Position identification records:
****
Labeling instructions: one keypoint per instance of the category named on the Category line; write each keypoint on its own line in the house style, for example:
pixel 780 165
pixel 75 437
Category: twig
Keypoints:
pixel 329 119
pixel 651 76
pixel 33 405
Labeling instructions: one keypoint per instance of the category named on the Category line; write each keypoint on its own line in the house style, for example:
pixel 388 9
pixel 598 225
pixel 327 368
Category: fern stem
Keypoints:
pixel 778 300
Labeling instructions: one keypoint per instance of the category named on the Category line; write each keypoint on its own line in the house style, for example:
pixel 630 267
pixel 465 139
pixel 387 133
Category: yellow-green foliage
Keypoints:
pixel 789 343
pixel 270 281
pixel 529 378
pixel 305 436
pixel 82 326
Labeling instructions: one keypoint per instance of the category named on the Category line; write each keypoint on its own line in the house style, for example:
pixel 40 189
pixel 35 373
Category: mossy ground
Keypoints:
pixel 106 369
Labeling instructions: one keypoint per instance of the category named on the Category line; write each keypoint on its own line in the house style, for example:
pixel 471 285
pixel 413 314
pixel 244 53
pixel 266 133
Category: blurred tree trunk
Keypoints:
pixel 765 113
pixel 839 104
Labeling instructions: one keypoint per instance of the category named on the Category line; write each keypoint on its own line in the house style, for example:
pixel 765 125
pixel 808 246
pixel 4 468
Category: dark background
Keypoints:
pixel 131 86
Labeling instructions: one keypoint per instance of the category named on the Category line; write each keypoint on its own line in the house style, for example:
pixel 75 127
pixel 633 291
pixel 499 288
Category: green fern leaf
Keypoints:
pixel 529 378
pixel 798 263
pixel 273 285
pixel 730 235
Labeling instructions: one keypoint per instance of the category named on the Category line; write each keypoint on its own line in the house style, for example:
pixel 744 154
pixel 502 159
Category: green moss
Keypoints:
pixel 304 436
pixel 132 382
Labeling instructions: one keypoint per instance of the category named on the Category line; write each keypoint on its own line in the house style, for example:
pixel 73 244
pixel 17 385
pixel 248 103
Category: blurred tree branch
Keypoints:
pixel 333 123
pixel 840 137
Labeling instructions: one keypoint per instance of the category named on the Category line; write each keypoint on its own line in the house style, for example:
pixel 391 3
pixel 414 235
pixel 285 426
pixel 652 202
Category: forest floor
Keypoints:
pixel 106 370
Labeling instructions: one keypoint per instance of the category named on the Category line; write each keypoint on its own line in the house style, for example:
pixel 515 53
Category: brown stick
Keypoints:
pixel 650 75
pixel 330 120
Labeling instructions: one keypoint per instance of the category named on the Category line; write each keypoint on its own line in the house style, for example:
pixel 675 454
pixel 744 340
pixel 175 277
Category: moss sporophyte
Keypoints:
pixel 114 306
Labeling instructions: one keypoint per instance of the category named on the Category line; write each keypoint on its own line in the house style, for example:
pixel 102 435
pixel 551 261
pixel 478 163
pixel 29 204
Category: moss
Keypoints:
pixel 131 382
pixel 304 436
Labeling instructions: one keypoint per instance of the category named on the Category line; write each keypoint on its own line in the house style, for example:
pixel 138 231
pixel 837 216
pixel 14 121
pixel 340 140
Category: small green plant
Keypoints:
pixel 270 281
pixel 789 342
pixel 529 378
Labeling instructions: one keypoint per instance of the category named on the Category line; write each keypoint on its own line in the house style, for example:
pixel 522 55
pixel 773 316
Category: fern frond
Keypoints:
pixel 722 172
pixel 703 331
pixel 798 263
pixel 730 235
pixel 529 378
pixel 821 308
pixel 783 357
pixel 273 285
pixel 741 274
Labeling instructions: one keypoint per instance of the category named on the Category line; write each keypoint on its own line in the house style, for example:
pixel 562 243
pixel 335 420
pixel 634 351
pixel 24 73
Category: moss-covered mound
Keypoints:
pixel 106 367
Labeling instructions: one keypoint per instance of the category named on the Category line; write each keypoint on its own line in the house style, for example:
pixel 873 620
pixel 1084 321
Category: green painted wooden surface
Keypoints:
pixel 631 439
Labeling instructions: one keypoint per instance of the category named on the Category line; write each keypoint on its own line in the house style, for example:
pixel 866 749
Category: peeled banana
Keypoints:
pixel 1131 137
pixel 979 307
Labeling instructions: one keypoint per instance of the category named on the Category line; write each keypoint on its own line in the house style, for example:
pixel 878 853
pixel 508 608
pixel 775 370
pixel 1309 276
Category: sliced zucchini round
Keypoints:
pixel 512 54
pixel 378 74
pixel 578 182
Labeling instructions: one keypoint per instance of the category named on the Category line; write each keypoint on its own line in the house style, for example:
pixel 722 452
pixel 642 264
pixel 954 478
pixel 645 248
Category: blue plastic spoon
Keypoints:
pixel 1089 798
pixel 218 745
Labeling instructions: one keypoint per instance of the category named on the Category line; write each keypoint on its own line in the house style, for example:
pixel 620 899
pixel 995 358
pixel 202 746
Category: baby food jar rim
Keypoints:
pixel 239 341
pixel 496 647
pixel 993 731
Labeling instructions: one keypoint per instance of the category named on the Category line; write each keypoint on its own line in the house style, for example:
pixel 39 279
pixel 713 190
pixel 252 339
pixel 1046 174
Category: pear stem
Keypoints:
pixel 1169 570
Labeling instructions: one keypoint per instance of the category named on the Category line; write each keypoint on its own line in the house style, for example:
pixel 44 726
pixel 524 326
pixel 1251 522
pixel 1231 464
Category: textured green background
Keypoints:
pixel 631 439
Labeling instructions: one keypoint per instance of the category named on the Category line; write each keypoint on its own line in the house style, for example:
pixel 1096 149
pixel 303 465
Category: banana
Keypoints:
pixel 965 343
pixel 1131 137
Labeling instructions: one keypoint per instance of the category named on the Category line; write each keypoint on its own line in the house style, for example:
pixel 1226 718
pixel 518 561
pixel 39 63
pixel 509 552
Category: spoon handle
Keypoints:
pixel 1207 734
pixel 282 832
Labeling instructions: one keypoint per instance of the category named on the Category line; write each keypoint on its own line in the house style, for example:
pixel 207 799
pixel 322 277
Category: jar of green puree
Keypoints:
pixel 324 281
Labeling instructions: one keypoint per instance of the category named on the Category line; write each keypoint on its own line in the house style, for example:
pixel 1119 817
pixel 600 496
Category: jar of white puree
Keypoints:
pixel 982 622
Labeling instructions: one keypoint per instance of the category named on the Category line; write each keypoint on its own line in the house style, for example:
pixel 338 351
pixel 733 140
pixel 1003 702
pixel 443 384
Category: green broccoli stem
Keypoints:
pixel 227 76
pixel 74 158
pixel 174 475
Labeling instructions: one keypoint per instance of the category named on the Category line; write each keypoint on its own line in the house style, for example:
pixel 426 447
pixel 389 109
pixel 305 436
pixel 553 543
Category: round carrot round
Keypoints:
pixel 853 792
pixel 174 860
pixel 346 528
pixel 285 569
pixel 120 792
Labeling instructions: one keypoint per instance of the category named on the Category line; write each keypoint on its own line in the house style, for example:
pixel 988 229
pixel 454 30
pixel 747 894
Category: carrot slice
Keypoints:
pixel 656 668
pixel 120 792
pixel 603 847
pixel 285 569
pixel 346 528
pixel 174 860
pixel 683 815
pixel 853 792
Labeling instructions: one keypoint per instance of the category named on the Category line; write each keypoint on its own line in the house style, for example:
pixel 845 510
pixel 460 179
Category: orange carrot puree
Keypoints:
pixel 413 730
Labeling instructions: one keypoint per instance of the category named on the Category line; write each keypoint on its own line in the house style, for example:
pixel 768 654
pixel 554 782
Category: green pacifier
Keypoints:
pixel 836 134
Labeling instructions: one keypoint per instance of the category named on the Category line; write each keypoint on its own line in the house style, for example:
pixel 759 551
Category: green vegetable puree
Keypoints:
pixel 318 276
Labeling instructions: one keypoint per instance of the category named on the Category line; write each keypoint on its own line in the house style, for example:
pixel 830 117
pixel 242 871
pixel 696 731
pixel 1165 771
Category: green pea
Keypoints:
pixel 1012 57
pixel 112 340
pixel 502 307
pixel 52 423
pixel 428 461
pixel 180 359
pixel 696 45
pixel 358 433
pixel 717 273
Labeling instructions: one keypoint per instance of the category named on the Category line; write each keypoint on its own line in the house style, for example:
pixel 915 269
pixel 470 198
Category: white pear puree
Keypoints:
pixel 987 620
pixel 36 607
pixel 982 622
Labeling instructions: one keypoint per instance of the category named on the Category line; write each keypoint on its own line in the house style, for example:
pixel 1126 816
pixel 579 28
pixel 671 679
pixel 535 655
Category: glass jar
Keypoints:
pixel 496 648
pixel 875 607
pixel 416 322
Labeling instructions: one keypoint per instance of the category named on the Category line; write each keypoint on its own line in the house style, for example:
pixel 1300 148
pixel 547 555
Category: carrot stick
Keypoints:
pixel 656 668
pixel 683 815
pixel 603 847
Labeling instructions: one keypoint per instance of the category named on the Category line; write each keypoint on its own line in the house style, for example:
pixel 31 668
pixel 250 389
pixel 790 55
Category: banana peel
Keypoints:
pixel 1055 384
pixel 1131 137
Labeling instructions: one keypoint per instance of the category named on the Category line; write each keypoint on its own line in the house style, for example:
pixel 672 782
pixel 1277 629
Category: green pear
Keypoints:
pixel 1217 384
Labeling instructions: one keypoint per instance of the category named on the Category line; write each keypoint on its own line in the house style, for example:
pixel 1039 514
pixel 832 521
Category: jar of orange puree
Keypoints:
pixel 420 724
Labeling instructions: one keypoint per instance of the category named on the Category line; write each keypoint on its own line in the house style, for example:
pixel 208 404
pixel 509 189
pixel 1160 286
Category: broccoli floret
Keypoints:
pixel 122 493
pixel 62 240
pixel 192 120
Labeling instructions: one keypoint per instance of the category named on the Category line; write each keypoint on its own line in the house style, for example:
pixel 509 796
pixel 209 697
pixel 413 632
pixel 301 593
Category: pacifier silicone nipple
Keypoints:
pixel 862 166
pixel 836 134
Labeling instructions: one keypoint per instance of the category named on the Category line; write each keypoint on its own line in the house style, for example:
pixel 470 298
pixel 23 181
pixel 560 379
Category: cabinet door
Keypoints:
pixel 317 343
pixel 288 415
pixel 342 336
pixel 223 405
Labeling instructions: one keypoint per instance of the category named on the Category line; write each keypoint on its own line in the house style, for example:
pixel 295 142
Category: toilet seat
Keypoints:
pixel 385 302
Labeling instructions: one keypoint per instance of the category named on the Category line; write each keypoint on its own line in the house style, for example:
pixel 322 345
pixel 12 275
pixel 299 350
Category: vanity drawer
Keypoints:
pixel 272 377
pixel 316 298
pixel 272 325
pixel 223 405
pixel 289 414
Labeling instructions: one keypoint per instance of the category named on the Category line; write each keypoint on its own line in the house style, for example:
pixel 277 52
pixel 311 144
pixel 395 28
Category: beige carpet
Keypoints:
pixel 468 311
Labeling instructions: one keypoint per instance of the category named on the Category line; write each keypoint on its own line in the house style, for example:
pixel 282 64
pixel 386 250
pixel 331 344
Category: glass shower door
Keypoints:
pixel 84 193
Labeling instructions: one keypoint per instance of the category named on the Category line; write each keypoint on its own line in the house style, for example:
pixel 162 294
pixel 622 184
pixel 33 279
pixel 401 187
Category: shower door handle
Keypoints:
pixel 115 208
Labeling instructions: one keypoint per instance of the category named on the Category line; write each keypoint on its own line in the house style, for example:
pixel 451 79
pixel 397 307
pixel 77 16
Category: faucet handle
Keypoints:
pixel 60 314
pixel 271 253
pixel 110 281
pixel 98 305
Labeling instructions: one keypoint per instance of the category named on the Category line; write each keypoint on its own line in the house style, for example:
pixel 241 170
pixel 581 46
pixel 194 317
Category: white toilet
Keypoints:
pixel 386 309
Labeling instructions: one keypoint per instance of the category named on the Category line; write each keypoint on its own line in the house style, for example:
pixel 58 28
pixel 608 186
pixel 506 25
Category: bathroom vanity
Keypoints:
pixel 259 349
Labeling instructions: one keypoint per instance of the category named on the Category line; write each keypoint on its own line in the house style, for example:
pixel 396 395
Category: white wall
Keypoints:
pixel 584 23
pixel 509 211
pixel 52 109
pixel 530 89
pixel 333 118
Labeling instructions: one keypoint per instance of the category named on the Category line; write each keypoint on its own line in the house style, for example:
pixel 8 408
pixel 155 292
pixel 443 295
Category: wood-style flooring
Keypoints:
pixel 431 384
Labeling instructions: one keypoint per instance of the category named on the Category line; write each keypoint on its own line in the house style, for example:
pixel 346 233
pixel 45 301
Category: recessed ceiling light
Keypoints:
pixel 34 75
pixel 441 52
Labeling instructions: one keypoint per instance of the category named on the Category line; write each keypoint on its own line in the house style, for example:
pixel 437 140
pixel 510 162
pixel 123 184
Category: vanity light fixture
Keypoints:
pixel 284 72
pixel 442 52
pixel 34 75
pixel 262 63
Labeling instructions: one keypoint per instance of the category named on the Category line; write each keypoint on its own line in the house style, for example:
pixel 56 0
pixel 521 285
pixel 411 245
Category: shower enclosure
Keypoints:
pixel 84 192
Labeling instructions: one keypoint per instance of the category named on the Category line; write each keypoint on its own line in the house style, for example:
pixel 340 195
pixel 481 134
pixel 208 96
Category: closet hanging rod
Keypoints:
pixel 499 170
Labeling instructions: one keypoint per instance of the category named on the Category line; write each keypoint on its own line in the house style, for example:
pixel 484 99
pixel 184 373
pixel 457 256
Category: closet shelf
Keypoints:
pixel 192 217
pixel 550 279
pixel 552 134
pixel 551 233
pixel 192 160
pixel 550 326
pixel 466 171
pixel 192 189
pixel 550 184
****
SET EXERCISE:
Please reproduce the lines above word for word, starting with the very first line and ending with the line that contains "pixel 82 326". Include both of those lines.

WRITTEN SOLUTION:
Labeling instructions: one keypoint per instance of the category named on the Category line; write each keypoint on its own line in the house style, for example:
pixel 780 165
pixel 75 437
Category: twig
Keypoints:
pixel 329 119
pixel 651 76
pixel 33 405
Labeling instructions: one keypoint per instance of the category named on the Category line; write each keypoint on its own line in the house style, for example:
pixel 388 9
pixel 598 225
pixel 327 368
Category: fern stem
Keypoints:
pixel 778 300
Labeling instructions: one keypoint per instance of the category named on the Category line; write each keypoint on its own line in the house style, for example:
pixel 630 267
pixel 465 139
pixel 387 133
Category: yellow-green foliage
Keypoints:
pixel 789 343
pixel 270 281
pixel 529 378
pixel 305 436
pixel 82 326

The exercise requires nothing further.